-- Opening Marker --
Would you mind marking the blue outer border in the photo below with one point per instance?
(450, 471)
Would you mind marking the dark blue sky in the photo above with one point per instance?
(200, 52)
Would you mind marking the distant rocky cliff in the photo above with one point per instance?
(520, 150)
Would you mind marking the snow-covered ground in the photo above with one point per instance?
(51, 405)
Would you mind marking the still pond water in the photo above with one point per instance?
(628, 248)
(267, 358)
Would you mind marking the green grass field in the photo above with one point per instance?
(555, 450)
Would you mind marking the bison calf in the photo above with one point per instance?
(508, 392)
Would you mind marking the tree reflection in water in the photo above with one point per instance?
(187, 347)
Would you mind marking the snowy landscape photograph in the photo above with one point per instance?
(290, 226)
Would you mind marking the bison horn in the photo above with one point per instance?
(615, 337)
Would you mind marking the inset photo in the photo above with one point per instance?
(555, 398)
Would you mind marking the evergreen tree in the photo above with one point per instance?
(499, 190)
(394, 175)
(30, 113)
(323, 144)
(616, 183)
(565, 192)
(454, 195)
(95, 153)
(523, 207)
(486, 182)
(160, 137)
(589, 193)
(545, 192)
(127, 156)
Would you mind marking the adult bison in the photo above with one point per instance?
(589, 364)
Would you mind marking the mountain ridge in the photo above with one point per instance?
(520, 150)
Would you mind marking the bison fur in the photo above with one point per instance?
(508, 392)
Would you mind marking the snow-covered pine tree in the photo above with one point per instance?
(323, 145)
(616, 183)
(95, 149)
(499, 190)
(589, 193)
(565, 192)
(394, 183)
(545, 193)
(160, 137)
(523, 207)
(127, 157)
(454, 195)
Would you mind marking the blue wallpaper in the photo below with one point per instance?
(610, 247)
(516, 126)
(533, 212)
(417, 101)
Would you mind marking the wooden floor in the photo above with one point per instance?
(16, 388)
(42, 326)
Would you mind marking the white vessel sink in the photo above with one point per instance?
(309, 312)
-- Closing Marker --
→ **TRY IT**
Write the data back out verbatim.

→ **WRITTEN SOLUTION**
Would you mind marking the blue outer border in the photo below with one point per instance?
(450, 471)
Would you mind marking the dark blue sky in the photo above with one point per instance?
(200, 52)
Would you mind marking the distant rocky cliff in the photo above with one point per instance?
(520, 150)
Would you mind marking the snow-covered ground in the photo above with one point per instance?
(51, 405)
Would you mind marking the still pond water in the photo above with one point per instance?
(628, 248)
(267, 358)
Would you mind marking the green grass field in the photo above with one point per instance?
(555, 450)
Would you mind marking the bison calf in the photo above with one point per instance?
(508, 392)
Would you mind marking the tree reflection in water in the photo above with one point per instance?
(187, 347)
Would you mind marking the snowy landscape photograph in the photo above with one point per instance?
(290, 226)
Would you mind marking the bison horn in the photo above with one point per instance?
(615, 337)
Would you mind marking the inset photo in the photo above with one point per instance?
(555, 398)
Would you mind marking the evergreen tree in the photo above with one point per instance?
(499, 190)
(394, 175)
(30, 113)
(323, 144)
(616, 183)
(565, 192)
(454, 195)
(95, 153)
(523, 207)
(486, 182)
(160, 137)
(589, 193)
(545, 192)
(127, 156)
Would you mind marking the adult bison in the photo above with one point per instance?
(589, 364)
Would you mind marking the mountain ridge in the photo above with one point per instance?
(520, 150)
Would you mind marking the bison fur in the photo above with one point per instance?
(508, 392)
Would you mind marking the snow-covered pine tree in the photo above with one point per instance?
(323, 145)
(616, 183)
(95, 149)
(499, 190)
(589, 193)
(565, 192)
(394, 183)
(545, 193)
(160, 137)
(523, 207)
(127, 157)
(454, 195)
Would you mind marking the blue wallpaper in the photo below with one point per instance?
(610, 247)
(516, 126)
(533, 212)
(417, 101)
Would you mind marking the wooden floor in the photo above with one point per instance?
(16, 388)
(42, 326)
Would you mind marking the white vessel sink in the photo above with one point per instance?
(309, 312)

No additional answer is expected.